## WHAT YOU ARE ASKED TO DO
Please find each line below that contains the string "back" and copy those lines out in full. Matching is case-sensitive.

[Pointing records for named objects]
□ □ □ □ □

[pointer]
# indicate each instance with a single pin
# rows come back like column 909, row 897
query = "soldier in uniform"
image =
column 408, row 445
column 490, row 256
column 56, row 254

□ □ □ □ □

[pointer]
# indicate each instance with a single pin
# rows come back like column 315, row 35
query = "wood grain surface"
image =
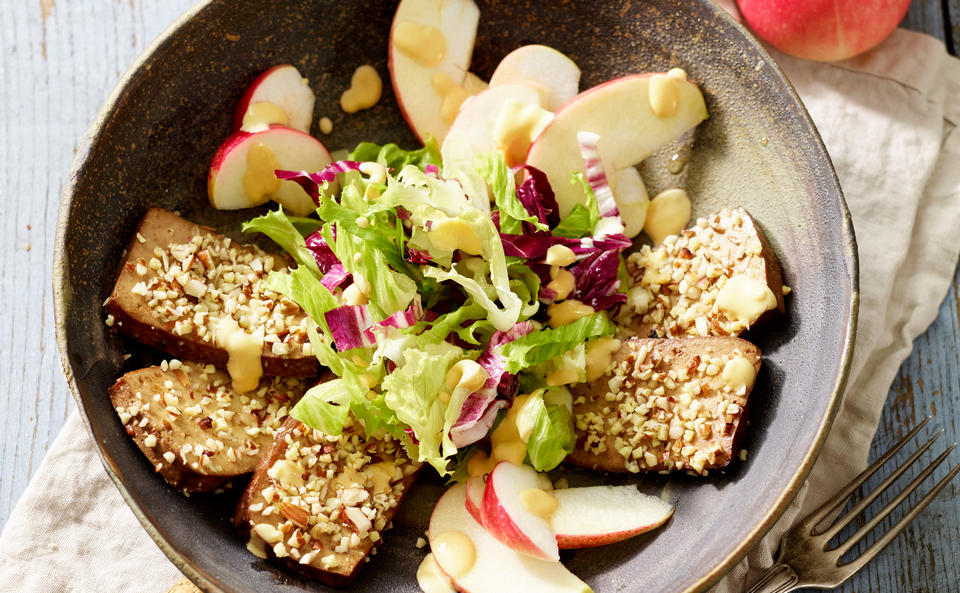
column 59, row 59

□ □ □ □ □

## ANSWER TO THE EXERCISE
# rows come back like column 909, row 897
# rows come back like column 315, row 35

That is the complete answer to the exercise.